## START Task inputs
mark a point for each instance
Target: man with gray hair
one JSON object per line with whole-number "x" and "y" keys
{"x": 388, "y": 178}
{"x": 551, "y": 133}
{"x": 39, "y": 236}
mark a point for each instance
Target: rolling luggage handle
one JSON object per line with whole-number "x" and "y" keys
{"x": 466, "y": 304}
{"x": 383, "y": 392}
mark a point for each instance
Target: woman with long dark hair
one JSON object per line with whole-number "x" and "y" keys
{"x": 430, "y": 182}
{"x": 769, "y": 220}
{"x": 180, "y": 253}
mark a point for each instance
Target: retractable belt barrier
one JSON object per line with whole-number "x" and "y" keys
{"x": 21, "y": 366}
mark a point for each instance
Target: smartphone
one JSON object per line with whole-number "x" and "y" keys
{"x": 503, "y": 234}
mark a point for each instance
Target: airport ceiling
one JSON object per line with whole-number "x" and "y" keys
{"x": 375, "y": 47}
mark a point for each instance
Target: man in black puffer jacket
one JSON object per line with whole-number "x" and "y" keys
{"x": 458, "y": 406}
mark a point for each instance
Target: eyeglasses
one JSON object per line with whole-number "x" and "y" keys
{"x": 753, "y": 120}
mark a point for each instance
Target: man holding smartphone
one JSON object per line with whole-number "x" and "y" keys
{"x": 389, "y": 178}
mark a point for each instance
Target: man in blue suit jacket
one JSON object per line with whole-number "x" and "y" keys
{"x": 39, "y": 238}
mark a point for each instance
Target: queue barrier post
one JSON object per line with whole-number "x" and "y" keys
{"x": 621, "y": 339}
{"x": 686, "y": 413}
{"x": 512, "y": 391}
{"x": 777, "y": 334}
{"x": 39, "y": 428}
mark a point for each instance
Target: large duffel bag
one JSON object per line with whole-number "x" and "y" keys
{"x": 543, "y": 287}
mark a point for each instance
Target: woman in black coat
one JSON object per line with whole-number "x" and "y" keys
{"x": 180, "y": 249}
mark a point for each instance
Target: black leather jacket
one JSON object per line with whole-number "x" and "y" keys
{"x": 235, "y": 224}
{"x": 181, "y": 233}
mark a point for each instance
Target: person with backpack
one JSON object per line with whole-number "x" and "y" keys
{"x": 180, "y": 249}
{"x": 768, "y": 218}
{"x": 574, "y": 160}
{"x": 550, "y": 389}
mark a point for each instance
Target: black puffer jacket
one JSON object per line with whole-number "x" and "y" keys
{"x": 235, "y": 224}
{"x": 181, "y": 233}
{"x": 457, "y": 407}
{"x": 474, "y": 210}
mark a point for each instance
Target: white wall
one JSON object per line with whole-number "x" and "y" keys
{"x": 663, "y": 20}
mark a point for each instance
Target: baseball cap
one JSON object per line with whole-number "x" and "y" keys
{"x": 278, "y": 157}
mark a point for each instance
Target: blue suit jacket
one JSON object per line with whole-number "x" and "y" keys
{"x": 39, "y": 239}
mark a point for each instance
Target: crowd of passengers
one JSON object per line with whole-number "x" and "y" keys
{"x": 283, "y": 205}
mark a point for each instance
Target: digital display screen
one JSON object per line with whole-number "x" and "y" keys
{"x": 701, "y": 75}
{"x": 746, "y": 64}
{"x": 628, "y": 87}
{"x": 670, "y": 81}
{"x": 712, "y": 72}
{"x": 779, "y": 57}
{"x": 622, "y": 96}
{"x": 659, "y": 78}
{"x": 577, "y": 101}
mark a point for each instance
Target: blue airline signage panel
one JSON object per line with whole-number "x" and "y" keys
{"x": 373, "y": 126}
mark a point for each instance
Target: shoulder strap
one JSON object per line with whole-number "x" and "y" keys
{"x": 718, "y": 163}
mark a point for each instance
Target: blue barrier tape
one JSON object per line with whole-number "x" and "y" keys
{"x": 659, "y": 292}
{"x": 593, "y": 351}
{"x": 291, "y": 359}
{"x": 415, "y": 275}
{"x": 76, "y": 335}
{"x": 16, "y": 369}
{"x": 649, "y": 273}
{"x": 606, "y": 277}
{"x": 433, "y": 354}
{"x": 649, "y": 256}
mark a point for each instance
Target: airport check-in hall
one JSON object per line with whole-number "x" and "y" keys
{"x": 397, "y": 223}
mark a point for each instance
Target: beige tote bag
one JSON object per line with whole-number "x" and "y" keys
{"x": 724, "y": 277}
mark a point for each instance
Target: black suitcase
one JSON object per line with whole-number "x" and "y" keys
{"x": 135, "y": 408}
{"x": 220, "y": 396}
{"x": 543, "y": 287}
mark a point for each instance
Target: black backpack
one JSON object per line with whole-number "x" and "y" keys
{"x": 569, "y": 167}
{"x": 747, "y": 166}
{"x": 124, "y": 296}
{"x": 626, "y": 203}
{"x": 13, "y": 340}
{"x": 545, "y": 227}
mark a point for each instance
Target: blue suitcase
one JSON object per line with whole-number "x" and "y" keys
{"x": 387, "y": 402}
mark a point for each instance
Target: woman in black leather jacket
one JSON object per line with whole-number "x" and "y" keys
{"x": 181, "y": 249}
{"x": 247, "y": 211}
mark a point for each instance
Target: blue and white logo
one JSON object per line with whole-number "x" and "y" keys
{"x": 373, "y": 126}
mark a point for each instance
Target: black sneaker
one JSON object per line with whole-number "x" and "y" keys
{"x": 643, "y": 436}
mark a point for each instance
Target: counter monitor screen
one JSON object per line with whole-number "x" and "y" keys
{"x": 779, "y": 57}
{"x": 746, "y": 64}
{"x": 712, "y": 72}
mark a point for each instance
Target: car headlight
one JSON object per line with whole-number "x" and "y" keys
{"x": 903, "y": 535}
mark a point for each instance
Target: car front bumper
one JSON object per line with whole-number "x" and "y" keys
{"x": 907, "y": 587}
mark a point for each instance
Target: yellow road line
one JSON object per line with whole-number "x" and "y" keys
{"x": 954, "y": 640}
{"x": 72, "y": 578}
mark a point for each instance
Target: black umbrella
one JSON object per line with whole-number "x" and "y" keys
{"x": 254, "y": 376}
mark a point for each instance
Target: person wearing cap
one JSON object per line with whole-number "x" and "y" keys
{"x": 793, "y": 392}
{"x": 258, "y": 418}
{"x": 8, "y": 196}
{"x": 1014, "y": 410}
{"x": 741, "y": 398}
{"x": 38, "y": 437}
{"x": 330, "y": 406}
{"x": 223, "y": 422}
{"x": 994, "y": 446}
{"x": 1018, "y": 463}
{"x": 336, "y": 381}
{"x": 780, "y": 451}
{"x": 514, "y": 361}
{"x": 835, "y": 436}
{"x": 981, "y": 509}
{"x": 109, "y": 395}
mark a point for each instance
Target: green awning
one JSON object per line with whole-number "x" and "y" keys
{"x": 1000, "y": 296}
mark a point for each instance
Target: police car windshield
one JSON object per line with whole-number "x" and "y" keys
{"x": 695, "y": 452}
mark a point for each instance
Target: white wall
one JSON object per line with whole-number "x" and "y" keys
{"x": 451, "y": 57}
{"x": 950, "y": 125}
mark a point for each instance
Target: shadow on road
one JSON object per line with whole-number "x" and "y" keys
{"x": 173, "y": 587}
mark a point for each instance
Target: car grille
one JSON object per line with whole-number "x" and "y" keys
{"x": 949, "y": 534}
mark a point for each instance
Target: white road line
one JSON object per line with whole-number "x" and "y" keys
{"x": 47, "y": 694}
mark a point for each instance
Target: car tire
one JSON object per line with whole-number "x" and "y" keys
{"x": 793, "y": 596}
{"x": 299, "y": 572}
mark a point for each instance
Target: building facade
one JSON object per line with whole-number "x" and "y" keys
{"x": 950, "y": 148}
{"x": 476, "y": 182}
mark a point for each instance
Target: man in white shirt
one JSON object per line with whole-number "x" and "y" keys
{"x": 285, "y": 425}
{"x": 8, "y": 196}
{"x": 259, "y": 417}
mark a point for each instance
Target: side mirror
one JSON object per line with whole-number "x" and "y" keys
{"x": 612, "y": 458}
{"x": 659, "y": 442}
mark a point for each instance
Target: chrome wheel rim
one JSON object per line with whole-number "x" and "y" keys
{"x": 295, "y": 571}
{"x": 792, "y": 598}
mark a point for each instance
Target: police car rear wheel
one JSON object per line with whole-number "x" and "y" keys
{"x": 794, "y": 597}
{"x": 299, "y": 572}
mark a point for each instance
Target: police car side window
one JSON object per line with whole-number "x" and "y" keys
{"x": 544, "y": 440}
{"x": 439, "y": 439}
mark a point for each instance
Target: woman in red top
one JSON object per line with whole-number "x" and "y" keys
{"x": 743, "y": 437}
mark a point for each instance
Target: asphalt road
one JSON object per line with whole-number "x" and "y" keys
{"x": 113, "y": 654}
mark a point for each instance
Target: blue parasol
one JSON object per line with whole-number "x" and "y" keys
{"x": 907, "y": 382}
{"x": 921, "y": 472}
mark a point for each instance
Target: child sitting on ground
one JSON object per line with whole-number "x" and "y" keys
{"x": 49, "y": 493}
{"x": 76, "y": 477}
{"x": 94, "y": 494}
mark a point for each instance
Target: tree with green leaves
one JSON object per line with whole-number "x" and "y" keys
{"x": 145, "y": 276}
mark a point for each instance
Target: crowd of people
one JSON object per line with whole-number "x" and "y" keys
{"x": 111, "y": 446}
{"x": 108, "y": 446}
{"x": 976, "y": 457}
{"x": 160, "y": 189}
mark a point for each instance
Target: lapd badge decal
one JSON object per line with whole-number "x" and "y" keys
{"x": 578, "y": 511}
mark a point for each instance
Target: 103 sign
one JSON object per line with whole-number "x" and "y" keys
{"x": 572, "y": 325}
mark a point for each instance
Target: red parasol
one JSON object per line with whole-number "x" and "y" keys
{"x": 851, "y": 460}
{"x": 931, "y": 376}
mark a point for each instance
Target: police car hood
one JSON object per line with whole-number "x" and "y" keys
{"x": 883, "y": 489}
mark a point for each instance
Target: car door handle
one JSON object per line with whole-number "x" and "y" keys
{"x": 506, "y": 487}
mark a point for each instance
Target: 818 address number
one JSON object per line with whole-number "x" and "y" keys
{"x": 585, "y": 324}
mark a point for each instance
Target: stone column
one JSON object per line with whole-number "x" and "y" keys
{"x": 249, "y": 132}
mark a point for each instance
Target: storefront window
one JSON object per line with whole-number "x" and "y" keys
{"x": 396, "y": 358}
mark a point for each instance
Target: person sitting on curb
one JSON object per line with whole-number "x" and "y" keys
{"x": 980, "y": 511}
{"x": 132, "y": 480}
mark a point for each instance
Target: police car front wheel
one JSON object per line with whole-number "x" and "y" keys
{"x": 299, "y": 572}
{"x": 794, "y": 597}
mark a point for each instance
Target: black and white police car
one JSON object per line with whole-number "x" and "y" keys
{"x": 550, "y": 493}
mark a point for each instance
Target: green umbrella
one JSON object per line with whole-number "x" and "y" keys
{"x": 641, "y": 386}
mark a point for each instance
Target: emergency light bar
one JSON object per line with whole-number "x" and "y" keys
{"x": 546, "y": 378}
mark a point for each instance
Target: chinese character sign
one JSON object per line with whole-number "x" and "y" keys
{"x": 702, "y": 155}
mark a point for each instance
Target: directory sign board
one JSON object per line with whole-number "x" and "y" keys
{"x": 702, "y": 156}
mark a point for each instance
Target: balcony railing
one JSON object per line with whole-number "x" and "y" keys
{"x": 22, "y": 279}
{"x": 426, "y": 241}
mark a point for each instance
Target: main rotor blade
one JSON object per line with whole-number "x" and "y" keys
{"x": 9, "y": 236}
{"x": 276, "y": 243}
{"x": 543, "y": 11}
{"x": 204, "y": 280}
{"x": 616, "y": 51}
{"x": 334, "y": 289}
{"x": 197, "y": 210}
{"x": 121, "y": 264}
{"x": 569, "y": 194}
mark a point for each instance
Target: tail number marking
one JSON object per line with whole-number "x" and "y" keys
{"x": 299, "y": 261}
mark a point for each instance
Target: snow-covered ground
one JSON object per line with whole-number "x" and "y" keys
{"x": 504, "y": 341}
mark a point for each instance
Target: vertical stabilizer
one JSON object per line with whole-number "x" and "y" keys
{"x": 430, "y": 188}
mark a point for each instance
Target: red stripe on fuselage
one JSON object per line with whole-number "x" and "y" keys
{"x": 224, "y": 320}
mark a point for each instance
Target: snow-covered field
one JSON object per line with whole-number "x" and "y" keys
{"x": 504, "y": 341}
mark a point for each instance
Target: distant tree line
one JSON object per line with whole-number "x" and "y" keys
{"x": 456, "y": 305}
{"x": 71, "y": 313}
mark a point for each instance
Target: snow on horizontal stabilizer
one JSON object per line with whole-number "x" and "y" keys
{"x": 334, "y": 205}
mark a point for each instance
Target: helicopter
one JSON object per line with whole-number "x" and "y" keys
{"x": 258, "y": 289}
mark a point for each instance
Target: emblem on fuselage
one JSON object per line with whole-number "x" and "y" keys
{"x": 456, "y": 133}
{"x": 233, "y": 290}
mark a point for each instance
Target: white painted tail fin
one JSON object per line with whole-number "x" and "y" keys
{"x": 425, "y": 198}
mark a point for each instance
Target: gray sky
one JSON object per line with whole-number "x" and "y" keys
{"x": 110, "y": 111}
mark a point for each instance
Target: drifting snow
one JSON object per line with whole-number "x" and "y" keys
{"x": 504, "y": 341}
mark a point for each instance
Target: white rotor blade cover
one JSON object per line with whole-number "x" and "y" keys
## END Task inputs
● Requirements: Pull out every line of the items that contains the word "police".

● Finished exercise:
Target: police car windshield
Target: police car rear wheel
Target: police car side window
Target: police car hood
Target: police car front wheel
Target: black and white police car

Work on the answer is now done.